Pick out every line in the records that contains the word "yellow", and copy each one in full. Case counts.

(begin)

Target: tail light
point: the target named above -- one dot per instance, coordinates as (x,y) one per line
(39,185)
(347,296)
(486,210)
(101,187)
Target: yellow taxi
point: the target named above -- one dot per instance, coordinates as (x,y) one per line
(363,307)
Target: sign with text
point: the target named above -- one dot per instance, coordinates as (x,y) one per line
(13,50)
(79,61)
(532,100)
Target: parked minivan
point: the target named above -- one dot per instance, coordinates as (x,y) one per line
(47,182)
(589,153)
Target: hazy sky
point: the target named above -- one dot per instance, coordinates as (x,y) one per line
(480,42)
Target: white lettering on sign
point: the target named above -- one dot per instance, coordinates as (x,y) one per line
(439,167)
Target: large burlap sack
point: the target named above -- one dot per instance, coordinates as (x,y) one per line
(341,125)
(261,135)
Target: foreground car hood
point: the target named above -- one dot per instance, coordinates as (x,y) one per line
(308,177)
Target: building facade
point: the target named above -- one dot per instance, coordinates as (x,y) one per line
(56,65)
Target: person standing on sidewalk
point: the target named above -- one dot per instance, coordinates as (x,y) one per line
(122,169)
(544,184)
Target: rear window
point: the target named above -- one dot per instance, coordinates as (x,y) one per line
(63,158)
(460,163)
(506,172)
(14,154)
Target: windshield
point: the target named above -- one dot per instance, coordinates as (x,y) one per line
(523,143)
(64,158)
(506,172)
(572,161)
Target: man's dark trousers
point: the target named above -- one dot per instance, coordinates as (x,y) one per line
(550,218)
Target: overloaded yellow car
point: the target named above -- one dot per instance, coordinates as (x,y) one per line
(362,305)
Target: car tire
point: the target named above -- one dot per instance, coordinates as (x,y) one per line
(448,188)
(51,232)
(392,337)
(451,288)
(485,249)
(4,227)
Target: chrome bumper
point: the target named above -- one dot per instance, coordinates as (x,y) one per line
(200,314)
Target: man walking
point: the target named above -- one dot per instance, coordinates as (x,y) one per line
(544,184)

(end)
(begin)

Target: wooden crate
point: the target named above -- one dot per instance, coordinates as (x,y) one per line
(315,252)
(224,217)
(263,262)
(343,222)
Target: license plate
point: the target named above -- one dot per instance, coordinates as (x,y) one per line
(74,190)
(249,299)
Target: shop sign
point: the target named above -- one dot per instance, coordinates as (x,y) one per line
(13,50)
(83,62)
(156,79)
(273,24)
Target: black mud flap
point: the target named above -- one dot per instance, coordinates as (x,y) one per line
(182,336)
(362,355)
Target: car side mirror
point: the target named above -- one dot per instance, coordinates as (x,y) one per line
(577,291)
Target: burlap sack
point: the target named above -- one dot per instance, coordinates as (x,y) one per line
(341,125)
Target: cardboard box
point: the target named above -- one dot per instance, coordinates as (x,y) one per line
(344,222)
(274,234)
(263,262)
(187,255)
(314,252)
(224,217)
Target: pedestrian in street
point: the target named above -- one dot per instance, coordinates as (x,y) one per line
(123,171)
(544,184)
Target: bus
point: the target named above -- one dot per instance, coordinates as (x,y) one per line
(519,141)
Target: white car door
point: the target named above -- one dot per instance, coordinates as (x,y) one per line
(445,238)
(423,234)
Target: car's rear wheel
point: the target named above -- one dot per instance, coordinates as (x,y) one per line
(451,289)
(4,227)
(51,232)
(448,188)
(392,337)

(end)

#### [Output of the task]
Target: yellow taxi
Target: overloaded yellow car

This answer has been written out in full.